What to produce -
Reproduce, as a Markdown table with the columns Row and Line, the records below from the line containing "In this exercise you will indicate the green stripe" through the end of the records, one numbered row per line and blank lines omitted.

Raw data -
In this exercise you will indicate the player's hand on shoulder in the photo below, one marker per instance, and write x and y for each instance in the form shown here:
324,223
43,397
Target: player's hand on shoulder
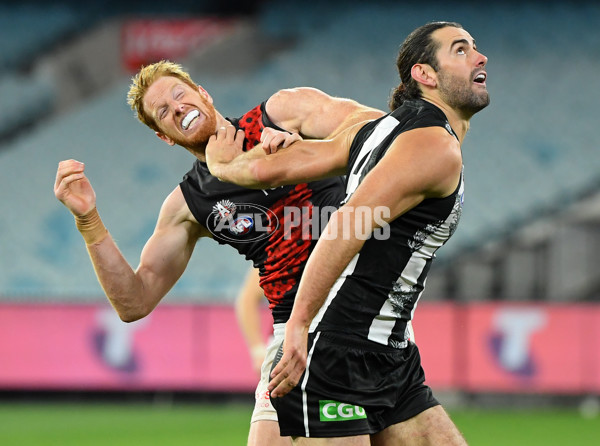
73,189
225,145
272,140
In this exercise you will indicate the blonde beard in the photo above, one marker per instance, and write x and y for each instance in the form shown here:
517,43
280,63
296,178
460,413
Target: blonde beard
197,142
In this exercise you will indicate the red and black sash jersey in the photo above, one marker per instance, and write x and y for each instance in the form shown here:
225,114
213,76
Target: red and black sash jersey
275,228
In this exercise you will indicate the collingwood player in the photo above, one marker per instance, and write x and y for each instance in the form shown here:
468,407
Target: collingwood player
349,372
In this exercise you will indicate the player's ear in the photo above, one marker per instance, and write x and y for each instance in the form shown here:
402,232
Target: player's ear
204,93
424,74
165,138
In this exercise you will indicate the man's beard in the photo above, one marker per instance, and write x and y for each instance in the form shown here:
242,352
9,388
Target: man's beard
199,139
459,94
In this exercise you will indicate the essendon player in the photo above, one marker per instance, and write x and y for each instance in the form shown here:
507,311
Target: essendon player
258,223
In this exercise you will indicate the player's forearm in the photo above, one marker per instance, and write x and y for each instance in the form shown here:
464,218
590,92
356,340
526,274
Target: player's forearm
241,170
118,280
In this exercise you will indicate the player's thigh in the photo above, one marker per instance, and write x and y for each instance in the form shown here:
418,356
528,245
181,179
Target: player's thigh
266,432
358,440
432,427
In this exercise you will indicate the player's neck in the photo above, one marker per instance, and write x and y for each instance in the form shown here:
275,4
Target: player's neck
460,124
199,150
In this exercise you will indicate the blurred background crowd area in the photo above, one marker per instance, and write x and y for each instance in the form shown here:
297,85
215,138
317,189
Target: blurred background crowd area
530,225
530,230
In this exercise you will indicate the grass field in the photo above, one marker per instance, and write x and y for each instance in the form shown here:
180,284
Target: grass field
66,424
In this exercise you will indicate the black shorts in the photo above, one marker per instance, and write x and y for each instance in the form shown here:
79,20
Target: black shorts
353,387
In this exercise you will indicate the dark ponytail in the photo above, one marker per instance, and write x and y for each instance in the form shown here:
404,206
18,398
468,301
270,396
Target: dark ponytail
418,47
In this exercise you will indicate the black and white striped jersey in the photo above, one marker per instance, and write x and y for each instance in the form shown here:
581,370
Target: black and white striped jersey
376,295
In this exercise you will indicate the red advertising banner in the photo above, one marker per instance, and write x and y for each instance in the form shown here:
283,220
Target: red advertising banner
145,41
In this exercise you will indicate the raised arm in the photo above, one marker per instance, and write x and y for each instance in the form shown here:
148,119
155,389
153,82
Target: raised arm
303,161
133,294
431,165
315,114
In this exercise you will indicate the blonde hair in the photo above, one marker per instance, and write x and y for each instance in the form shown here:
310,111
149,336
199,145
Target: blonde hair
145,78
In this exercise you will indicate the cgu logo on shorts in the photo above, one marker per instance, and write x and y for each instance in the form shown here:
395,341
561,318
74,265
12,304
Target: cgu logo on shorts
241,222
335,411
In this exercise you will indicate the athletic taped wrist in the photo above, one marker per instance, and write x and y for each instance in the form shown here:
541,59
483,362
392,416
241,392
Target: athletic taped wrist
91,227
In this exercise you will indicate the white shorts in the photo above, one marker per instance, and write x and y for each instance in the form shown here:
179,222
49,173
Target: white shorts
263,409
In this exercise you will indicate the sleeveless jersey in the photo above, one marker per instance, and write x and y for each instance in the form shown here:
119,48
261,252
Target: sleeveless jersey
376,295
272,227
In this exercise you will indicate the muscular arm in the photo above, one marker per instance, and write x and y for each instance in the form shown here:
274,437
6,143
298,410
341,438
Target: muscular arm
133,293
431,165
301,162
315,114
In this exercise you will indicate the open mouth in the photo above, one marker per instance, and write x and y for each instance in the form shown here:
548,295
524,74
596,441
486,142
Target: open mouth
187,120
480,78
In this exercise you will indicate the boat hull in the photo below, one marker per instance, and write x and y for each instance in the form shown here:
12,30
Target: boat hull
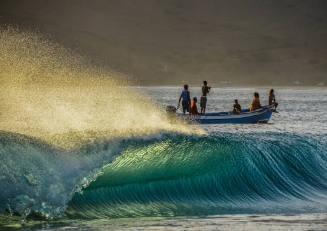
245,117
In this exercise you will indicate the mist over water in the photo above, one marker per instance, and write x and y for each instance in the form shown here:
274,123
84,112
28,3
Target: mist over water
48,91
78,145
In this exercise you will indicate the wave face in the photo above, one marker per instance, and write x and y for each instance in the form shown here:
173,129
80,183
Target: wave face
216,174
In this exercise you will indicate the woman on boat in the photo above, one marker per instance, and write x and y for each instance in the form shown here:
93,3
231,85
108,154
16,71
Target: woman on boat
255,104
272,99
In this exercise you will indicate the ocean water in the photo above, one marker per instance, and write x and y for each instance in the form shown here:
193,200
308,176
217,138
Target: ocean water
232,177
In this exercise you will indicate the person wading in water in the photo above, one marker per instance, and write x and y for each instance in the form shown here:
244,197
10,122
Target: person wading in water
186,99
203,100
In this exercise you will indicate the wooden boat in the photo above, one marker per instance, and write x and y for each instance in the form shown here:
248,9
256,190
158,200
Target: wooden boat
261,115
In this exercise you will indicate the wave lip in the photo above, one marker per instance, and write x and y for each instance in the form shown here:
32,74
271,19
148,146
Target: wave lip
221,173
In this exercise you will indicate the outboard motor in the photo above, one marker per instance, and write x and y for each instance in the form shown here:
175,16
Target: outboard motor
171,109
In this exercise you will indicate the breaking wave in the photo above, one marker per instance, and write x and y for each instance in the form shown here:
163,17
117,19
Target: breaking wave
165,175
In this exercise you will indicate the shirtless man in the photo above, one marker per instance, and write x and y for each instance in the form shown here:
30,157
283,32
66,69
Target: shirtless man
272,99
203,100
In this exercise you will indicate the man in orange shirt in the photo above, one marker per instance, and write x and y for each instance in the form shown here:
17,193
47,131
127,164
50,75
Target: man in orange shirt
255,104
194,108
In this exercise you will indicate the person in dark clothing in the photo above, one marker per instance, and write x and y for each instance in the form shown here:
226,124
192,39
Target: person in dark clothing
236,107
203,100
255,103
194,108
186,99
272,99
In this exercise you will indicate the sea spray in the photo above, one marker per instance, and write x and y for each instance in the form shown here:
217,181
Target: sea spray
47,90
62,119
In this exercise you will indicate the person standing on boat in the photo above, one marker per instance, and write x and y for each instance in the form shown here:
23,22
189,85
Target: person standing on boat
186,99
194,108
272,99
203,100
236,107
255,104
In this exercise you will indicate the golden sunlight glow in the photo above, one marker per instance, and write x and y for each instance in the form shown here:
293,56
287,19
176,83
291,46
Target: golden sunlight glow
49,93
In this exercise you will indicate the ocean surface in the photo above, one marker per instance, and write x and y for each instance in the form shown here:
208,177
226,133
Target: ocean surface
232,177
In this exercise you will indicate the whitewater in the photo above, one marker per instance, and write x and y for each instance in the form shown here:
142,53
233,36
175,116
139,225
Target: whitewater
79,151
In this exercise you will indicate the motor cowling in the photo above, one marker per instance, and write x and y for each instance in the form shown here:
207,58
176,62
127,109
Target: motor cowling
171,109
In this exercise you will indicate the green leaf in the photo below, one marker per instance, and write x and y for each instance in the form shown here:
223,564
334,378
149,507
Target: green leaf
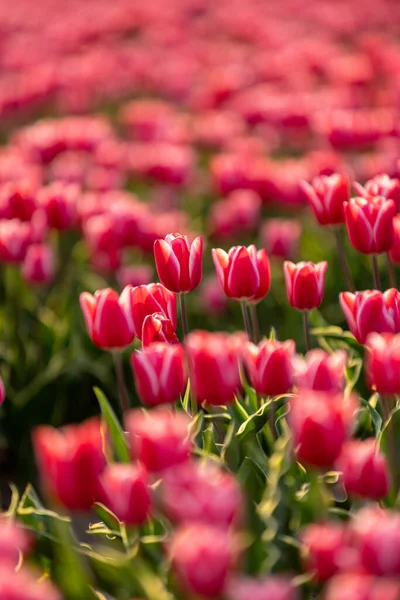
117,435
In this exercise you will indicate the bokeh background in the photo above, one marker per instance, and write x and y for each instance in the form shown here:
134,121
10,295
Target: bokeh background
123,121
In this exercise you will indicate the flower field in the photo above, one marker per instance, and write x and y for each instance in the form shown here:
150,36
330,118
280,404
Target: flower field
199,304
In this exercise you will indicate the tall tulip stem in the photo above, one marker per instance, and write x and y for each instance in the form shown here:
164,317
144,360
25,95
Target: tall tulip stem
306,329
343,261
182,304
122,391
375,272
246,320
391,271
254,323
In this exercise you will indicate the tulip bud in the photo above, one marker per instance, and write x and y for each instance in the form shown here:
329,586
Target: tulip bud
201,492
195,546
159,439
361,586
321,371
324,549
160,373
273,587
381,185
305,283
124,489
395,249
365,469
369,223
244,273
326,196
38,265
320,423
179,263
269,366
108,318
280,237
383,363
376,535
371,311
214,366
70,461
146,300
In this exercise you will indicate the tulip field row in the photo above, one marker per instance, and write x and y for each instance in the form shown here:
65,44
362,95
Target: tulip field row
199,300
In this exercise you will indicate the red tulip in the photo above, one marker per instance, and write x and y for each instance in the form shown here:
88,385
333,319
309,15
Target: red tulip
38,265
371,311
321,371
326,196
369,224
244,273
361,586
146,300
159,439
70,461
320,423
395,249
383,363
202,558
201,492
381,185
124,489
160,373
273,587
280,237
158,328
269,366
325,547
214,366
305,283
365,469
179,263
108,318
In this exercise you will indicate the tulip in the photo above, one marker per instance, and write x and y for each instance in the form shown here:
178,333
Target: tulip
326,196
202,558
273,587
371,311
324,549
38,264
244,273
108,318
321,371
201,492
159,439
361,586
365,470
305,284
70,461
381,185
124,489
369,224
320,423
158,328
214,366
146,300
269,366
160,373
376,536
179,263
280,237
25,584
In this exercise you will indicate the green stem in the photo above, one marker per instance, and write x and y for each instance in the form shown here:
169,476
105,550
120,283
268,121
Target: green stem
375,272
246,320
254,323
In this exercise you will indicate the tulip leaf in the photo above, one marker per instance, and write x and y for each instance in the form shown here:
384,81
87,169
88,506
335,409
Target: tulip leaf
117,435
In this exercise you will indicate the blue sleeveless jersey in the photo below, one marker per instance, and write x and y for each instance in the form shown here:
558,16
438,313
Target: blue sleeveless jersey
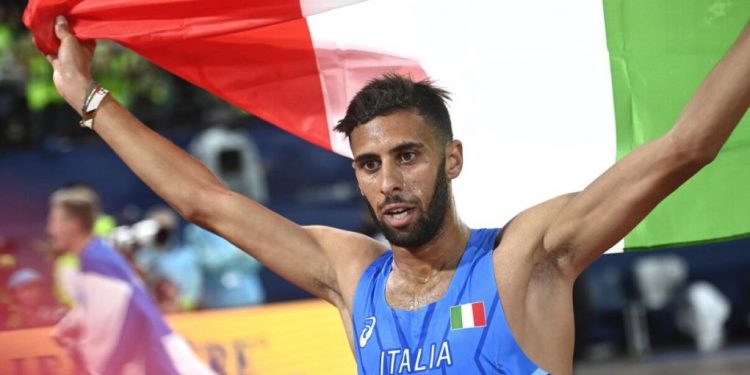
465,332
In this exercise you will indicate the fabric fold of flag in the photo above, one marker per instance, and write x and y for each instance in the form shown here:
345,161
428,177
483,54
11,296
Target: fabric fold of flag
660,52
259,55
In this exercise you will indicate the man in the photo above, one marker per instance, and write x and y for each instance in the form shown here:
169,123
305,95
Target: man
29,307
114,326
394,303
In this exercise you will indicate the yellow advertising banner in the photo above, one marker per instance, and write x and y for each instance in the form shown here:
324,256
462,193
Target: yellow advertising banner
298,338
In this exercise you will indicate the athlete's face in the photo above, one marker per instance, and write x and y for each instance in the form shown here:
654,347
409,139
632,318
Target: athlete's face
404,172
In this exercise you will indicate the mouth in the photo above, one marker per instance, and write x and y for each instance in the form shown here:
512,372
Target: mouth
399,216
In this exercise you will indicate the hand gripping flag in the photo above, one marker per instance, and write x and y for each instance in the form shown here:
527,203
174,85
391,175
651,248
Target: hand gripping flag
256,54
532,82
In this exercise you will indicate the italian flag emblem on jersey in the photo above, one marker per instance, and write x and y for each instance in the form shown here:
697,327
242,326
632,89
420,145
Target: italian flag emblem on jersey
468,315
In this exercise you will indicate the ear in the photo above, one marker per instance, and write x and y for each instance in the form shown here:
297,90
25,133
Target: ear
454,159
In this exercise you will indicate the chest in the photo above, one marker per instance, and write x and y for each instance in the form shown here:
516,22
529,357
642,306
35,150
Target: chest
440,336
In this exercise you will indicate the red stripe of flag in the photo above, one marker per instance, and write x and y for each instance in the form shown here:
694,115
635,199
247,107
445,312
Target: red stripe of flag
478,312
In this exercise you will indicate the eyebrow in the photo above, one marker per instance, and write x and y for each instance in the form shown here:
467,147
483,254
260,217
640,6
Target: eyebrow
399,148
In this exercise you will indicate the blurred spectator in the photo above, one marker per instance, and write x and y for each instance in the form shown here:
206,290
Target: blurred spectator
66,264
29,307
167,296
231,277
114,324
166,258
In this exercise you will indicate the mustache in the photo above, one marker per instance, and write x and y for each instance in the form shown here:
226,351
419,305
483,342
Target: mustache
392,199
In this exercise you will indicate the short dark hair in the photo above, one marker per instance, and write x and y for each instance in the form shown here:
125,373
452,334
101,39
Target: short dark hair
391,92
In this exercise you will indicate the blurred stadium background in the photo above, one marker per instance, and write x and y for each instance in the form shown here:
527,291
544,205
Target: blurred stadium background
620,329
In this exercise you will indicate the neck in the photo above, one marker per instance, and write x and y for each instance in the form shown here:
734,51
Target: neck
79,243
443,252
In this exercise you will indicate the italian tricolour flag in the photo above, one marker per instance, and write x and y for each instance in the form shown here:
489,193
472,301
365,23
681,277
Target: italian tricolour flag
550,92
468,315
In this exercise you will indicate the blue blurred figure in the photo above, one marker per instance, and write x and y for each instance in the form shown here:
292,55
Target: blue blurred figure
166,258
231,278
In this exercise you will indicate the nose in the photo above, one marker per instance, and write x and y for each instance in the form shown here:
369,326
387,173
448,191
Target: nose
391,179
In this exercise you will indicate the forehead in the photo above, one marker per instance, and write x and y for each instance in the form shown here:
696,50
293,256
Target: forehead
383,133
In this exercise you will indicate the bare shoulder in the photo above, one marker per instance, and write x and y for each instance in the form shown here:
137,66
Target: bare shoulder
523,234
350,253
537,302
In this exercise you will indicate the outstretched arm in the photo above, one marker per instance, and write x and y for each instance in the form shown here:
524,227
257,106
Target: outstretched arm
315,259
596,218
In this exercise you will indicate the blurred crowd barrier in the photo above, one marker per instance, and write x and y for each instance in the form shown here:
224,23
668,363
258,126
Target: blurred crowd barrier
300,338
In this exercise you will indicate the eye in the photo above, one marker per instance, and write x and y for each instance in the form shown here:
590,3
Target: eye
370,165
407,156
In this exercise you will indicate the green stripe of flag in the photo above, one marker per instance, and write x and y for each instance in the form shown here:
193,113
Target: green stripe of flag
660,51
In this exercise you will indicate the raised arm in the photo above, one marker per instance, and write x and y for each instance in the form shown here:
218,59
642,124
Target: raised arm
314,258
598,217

Task result -
| Row | Line |
|---|---|
| 1 | In this exercise you will indicate the green stripe of flag in the photo above, one marker per instance, and write x and y for each instance in the form shown here: |
| 2 | 193,113 |
| 3 | Target: green stripe of flag |
| 4 | 660,51 |
| 5 | In this exercise you will indicate the raised arm in the photo above, one marker per instance, and write x and y for each instance in the form shown here: |
| 6 | 218,59 |
| 7 | 642,124 |
| 8 | Target: raised arm |
| 9 | 314,258 |
| 10 | 598,217 |